* **WHAT THE EXERCISE ASKS**
Retype the rows below without changes, from the line containing "dark background, one" through the end of the rows.

== SUPPLIED MATERIAL

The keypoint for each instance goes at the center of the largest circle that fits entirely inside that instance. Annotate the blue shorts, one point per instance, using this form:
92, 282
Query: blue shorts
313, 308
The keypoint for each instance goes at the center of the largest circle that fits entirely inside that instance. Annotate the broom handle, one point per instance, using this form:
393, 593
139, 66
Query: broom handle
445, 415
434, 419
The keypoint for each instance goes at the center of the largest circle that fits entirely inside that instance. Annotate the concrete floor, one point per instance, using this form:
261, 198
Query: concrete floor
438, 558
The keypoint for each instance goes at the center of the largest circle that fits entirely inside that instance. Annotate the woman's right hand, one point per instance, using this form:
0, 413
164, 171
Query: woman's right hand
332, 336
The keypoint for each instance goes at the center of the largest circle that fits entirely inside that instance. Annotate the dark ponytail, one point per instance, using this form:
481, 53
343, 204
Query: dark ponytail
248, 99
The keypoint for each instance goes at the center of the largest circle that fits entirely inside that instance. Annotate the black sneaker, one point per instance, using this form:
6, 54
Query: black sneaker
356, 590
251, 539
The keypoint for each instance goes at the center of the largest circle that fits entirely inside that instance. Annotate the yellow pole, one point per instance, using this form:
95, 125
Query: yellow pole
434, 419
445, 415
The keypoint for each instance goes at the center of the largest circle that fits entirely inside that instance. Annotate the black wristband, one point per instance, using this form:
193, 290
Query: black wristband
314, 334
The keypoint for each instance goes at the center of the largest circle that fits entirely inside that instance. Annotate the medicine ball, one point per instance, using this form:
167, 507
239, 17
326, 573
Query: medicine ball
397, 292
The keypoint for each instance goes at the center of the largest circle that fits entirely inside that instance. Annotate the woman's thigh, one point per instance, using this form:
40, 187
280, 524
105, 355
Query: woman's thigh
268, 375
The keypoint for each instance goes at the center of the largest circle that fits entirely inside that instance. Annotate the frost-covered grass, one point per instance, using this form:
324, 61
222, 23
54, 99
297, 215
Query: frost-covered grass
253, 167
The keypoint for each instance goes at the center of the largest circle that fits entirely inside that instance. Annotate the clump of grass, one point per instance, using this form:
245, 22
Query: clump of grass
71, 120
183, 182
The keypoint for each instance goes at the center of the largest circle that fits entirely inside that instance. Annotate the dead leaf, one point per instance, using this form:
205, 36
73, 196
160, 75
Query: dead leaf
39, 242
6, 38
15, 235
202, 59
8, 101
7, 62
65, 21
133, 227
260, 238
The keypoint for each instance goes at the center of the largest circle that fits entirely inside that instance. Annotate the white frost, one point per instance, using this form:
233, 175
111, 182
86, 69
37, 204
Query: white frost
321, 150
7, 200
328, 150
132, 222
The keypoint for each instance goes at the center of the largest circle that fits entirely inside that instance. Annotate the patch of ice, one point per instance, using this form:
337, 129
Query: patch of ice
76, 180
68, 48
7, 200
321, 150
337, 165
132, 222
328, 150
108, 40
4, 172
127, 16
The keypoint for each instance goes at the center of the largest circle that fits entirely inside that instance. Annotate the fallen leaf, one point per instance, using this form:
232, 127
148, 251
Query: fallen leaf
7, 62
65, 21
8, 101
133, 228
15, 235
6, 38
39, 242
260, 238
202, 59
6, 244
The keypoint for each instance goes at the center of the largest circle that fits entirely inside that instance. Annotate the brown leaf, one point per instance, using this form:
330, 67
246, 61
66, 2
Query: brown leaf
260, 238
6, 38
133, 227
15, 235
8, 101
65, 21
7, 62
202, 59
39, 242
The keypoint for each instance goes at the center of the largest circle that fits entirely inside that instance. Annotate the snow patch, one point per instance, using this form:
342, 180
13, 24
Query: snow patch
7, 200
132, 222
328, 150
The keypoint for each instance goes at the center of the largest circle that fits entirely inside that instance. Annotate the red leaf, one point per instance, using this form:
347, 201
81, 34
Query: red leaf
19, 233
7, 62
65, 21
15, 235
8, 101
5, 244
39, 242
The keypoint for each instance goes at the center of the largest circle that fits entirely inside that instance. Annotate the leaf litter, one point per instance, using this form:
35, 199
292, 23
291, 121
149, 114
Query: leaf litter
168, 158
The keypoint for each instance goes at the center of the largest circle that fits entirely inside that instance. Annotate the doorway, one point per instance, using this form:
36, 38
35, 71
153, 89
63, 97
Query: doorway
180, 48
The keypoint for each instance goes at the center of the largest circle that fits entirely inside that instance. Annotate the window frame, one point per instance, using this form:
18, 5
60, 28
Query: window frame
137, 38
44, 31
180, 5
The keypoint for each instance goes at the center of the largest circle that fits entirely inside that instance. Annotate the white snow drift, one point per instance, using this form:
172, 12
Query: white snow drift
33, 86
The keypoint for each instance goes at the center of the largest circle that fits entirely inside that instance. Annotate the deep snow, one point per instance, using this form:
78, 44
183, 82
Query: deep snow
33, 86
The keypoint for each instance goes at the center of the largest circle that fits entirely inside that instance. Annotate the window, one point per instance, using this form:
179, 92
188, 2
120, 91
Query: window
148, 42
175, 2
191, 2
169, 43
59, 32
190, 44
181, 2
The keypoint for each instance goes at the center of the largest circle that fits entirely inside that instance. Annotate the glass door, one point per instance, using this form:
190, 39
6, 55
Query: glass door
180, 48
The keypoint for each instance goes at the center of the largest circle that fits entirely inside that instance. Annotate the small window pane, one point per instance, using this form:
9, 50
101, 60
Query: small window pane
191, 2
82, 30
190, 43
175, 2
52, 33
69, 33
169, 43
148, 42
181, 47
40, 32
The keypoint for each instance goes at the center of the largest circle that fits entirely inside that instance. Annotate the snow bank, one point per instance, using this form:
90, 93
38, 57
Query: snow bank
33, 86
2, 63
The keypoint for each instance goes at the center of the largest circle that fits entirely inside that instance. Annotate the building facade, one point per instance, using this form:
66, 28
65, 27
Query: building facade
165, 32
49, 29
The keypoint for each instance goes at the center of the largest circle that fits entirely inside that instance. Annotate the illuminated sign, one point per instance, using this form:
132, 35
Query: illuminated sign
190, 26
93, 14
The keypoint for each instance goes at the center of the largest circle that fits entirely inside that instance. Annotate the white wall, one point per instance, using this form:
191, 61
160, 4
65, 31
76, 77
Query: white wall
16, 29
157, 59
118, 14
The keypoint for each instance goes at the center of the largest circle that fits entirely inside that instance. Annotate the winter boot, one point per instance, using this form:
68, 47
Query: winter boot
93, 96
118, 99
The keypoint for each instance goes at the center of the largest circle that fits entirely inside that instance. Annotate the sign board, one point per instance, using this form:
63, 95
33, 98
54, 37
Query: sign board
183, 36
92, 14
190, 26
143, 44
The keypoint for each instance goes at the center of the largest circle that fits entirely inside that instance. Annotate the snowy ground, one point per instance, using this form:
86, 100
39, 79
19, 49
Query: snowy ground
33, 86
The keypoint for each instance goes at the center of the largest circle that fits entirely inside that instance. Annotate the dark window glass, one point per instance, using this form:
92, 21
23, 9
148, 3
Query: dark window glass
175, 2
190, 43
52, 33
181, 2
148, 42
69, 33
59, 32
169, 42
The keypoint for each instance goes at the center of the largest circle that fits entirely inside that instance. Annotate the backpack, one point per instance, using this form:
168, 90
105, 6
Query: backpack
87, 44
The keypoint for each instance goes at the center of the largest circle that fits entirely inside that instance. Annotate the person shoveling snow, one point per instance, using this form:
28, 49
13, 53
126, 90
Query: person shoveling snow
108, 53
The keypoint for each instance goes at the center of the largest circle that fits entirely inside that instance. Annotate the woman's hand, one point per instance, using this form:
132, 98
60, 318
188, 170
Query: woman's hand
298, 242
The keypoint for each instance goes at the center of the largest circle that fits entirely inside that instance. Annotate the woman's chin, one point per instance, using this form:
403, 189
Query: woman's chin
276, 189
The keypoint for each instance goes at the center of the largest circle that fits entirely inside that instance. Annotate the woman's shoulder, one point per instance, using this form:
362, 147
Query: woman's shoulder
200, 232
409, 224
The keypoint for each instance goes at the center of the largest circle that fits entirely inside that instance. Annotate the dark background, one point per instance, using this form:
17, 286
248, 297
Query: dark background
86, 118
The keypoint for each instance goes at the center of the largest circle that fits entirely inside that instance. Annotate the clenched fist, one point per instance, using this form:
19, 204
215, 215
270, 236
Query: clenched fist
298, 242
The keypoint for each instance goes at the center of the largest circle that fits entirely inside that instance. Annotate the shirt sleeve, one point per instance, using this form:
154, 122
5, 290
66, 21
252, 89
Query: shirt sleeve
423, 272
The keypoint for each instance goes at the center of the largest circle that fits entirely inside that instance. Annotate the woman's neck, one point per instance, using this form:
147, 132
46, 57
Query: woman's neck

====

* **SOLUTION BELOW**
The keypoint for each instance goes at the center of the largest circle that fits entirely inside that instance. Annotate the dark background, one point per instance, using this form:
17, 286
248, 297
Query: dark background
86, 118
The keypoint for each instance goes at the center of the largest circle that fits entirely inside that instance. Annotate the clenched fist, one point per instance, using this form:
19, 204
215, 215
270, 236
Query: clenched fist
298, 242
The keypoint for each instance goes at the center of the largest circle that fits entirely inside that instance. Annotate the shirt sleeve, one point per instance, using this form:
154, 122
5, 290
66, 21
252, 89
Query: shirt sleeve
423, 272
The keypoint for each instance goes at the center of the largest circle that fits entirely inside that instance. Annotate the woman's neck, one point per instance, using this form:
147, 132
46, 57
Query: woman's neck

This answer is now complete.